» PAGE TEXT:
Blending new techniques and traditional marketing methods is already well underway. As it pertains to leadership, however, Brooke Skinner Ricketts, chief experience officer of Cars.com, says marketing, customer experience, and digital are all bleeding into one job. “The power and influence the combined role has is very relevant and plays a major role in overall strategy,” she says.
The CMO role was already morphing into more of a strategic and business-connected position long before anyone heard of the coronavirus. Nowhere is that more evident than in the plethora of new titles that are essentially CMO roles by another name. Some of these new incarnations include chief revenue officer, chief innovation officer, chief growth officer, chief experience officer, chief brand officer, and even chief commercial officer. While these new titles have led many pundits to pronounce the CMO role dead, Korn Ferry’s Fleit says they prove just the opposite. “These roles are about driving business performance and transformation, which is at the heart of marketing,” she says. “If anything, the CMO is growing more important in the C-suite.”
But, to use marketing vernacular, it hasn’t been a seamless and frictionless transition. Korn Ferry research shows, for example, that 40% of CMOs cite strategic thinking as the biggest capability gap their teams face. On top of that, layoffs, furloughs, and budget cuts caused by the coronavirus are creating a massive strain on marketing teams. Taken together, the result is a need for CMOs who can operate through ambiguity, have the learning agility to move between roles and teams, and can engage and inspire others to action.
To be sure, Fleit expects one of the virus’s biggest impacts on marketing will be a move away from specialization. Before organizations started rationalizing their marketing teams, specialists occupied an ever-narrow range of activities.
There are specialists for social media, search engine optimization, content development, audience and community development, brand strategy, and data analysis, to name just a few. Fleit says the move toward specialization created a leadership gap, exposing few marketing professionals to the broad range of skills and experience needed to be effective leaders.

» PROBLEM STATEMENT: In the article about the changing CMO role, what percentage of CMOs cite strategic thinking as the biggest capability gap their teams face? Rely only on the article about the changing CMO role.

» EXTRACTED MATERIAL:
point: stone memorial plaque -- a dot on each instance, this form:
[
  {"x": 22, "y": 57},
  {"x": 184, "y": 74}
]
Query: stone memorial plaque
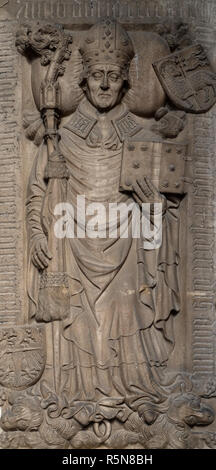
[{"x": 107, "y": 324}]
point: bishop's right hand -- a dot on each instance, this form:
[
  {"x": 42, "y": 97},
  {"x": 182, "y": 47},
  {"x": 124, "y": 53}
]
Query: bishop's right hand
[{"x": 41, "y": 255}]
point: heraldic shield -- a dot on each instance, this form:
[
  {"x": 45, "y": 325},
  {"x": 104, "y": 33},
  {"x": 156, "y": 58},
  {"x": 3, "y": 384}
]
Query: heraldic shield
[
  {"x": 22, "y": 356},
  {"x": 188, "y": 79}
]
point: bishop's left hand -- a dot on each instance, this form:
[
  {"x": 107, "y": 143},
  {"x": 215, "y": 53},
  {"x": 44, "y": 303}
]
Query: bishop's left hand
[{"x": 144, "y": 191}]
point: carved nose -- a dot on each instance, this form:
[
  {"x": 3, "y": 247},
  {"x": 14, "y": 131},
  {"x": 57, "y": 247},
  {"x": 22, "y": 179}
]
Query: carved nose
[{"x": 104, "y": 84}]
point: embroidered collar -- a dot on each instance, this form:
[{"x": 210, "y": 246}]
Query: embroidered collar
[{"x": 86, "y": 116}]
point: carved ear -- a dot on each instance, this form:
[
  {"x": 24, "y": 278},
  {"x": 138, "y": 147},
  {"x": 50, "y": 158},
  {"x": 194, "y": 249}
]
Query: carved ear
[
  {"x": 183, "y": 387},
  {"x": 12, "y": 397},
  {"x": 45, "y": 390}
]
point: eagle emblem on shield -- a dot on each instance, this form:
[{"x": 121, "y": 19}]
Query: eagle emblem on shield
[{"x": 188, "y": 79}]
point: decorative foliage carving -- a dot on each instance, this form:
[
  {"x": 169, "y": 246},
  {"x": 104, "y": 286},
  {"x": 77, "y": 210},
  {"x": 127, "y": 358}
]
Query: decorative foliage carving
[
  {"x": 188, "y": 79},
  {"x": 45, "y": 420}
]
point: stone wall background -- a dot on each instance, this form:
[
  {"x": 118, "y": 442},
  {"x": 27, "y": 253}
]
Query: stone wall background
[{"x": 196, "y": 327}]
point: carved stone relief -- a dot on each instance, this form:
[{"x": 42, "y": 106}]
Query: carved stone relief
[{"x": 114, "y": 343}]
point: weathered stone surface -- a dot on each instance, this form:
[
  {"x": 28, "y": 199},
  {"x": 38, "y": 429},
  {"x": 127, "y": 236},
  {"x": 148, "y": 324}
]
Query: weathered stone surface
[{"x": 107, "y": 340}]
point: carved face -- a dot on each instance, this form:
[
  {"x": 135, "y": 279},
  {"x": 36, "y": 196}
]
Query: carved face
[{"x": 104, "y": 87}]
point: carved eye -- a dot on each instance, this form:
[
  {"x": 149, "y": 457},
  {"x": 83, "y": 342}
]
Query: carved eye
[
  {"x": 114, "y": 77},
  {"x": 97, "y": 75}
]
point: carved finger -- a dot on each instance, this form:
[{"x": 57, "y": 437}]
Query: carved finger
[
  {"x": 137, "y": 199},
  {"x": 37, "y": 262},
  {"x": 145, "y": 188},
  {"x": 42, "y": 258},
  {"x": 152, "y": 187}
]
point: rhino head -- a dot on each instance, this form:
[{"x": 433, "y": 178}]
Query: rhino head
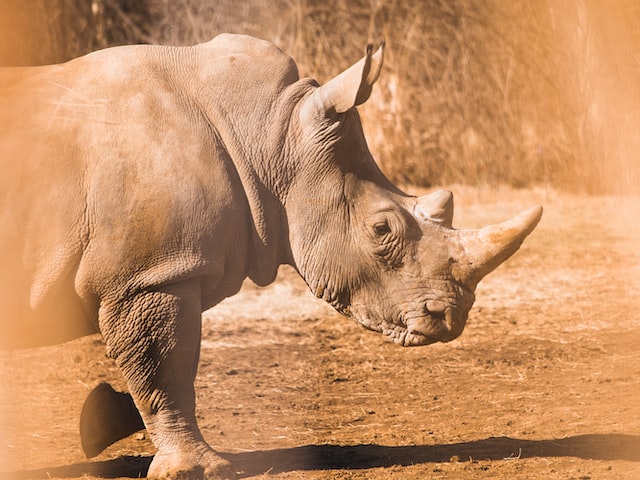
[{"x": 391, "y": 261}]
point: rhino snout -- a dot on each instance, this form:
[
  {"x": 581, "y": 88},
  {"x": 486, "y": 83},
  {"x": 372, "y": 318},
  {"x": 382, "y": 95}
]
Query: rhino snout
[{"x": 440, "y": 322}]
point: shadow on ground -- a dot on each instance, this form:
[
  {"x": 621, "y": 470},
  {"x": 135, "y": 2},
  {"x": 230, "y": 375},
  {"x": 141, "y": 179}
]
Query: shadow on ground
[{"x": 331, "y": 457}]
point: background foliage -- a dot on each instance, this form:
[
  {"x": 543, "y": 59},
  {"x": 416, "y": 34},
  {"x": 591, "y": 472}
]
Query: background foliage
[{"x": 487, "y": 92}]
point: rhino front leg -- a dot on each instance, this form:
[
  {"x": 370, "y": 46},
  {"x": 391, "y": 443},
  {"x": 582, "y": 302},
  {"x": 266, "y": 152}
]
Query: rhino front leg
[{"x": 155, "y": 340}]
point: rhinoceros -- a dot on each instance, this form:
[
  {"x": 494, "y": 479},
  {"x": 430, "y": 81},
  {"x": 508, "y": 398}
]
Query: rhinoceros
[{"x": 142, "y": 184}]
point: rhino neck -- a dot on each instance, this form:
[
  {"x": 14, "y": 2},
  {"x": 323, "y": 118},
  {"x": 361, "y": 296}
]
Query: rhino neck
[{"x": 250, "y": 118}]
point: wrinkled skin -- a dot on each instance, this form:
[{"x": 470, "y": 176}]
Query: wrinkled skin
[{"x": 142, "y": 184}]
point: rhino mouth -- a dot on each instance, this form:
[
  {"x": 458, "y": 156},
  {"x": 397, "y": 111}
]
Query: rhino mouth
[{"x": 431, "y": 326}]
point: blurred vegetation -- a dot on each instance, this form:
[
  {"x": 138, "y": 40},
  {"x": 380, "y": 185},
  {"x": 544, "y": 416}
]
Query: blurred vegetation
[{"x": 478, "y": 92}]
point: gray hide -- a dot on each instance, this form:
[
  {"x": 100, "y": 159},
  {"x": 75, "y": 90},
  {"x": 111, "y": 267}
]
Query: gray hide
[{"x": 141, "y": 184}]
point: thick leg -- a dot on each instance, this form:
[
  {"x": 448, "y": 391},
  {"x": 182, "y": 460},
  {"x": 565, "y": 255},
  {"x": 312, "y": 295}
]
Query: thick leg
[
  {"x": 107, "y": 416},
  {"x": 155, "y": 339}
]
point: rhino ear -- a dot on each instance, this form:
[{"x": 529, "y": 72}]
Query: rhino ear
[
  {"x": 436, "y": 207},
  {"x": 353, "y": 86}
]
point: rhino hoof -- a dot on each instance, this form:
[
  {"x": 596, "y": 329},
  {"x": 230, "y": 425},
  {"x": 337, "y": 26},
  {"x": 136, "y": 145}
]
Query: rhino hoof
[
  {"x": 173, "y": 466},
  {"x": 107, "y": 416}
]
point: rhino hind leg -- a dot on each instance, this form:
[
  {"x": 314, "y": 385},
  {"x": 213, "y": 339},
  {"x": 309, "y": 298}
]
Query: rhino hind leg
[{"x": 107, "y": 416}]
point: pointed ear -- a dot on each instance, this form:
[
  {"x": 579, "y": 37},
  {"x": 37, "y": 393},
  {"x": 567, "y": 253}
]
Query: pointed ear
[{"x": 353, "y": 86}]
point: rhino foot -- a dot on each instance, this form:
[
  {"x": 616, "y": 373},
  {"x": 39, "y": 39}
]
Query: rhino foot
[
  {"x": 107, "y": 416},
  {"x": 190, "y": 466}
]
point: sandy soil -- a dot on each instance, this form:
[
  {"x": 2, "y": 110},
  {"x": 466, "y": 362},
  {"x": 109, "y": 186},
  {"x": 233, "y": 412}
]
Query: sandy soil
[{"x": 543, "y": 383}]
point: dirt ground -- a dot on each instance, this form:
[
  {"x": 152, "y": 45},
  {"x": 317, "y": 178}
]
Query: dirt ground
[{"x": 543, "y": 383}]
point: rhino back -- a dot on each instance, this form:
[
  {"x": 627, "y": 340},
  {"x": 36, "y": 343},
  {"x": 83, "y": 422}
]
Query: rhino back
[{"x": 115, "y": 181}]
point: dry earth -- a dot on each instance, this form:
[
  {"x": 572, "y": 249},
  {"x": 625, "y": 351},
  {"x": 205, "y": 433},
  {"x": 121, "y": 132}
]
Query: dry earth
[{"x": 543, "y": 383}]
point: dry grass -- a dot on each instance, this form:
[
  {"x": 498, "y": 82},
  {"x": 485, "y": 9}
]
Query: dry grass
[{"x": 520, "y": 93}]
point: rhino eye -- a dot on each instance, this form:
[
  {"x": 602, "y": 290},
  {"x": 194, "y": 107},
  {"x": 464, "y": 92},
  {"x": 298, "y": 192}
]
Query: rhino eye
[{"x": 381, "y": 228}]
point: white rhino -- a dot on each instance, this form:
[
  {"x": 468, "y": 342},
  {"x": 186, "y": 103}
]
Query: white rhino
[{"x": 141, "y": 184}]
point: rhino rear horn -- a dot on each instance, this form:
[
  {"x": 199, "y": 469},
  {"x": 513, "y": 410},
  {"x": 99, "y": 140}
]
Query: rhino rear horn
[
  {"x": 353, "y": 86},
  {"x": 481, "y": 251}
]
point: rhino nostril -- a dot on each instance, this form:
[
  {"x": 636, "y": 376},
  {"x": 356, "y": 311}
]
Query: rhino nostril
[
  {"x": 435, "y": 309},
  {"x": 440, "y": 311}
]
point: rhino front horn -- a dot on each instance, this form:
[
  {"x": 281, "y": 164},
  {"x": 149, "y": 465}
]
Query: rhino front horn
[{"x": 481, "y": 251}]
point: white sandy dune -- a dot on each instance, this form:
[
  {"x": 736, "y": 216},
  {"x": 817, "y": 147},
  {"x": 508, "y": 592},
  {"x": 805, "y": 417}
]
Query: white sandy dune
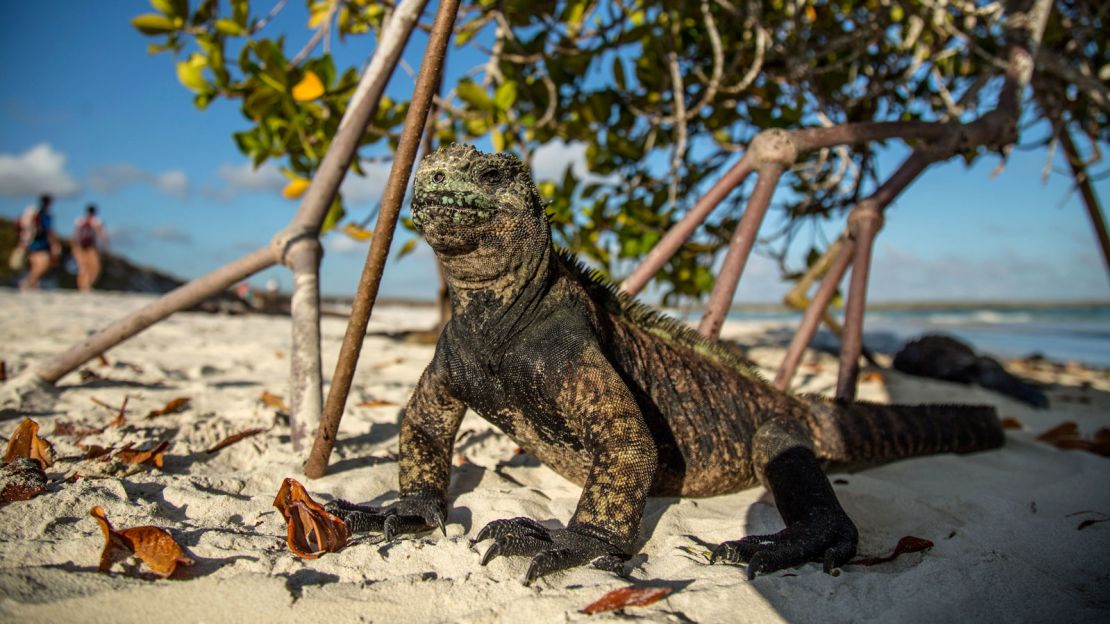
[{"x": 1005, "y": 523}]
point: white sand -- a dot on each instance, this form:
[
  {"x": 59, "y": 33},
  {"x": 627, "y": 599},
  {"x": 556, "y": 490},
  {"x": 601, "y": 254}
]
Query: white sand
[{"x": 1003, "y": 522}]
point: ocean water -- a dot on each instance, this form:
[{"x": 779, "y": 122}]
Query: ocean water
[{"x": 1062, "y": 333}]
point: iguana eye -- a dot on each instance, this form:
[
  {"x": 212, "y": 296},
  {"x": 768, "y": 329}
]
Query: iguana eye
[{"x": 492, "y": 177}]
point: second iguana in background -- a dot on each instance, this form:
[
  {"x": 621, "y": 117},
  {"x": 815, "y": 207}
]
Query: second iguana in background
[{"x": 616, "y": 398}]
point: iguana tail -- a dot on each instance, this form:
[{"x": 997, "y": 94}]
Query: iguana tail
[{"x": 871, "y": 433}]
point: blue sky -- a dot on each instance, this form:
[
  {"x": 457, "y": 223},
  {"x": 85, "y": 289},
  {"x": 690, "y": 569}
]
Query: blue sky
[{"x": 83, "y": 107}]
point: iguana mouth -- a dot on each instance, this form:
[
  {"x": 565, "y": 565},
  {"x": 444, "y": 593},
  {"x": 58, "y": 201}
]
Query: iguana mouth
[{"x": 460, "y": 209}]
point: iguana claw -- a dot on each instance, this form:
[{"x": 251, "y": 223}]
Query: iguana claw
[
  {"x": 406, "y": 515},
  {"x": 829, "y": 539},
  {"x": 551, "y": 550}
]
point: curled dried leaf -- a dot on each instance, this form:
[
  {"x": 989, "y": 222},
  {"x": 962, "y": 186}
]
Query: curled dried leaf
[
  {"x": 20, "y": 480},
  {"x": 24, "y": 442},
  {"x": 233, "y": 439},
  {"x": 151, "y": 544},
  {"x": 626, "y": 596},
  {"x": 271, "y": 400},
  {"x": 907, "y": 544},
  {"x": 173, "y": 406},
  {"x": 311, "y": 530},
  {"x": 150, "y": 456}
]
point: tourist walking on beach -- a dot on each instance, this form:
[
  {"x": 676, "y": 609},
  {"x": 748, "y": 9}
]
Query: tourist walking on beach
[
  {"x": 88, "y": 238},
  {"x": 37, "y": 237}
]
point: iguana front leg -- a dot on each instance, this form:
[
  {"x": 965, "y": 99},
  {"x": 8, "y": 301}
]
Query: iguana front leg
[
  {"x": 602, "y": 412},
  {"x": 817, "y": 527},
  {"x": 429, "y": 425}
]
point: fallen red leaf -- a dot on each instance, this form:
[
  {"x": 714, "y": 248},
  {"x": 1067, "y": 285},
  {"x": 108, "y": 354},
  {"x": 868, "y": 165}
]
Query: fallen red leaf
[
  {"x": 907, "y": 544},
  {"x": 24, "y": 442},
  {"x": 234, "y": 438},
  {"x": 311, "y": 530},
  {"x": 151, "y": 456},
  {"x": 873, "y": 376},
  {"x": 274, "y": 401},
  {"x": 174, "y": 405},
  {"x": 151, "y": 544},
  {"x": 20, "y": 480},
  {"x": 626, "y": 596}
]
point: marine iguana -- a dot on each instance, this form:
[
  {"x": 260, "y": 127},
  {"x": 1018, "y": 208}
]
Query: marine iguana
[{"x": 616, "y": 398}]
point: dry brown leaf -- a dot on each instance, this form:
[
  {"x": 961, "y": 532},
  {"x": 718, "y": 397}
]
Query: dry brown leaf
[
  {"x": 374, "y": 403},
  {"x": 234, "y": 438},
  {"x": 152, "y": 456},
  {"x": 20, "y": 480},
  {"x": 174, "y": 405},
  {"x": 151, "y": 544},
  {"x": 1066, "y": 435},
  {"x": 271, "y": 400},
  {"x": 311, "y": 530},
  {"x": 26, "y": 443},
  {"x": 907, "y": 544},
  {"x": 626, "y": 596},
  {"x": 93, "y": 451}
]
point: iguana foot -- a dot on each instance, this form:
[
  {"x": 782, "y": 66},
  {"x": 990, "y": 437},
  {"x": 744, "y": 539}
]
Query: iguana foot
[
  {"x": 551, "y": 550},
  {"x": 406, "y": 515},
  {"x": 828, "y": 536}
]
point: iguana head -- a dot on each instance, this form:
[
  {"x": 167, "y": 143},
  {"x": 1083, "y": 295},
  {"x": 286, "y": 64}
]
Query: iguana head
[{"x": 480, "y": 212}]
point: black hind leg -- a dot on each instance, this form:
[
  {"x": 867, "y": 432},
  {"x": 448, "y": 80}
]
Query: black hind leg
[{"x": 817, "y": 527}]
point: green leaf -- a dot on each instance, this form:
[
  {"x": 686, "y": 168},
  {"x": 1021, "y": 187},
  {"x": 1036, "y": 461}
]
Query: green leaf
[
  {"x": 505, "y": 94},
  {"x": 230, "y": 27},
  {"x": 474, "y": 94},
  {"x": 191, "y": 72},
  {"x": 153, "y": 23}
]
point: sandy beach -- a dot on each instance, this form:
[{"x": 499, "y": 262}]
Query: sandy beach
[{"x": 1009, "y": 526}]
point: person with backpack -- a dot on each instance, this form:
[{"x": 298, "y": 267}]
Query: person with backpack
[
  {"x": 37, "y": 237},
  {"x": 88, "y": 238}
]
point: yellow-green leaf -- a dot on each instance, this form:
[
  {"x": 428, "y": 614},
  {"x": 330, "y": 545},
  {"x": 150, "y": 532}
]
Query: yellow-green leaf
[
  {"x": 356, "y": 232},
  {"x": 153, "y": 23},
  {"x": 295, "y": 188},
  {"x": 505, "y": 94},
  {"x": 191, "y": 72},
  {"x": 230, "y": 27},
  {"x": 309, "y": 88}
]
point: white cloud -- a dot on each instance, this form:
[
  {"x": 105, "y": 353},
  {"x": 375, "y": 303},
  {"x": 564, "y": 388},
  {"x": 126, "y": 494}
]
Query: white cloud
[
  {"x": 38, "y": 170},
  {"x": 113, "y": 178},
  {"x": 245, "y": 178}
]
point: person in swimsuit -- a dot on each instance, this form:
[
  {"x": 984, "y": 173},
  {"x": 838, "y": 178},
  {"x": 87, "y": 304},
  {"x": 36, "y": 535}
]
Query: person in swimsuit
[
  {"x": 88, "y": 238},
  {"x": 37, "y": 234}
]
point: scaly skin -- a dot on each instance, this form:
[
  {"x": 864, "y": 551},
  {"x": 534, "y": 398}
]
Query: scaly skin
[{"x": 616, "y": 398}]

» ANSWER TO THE PROBLEM: 40%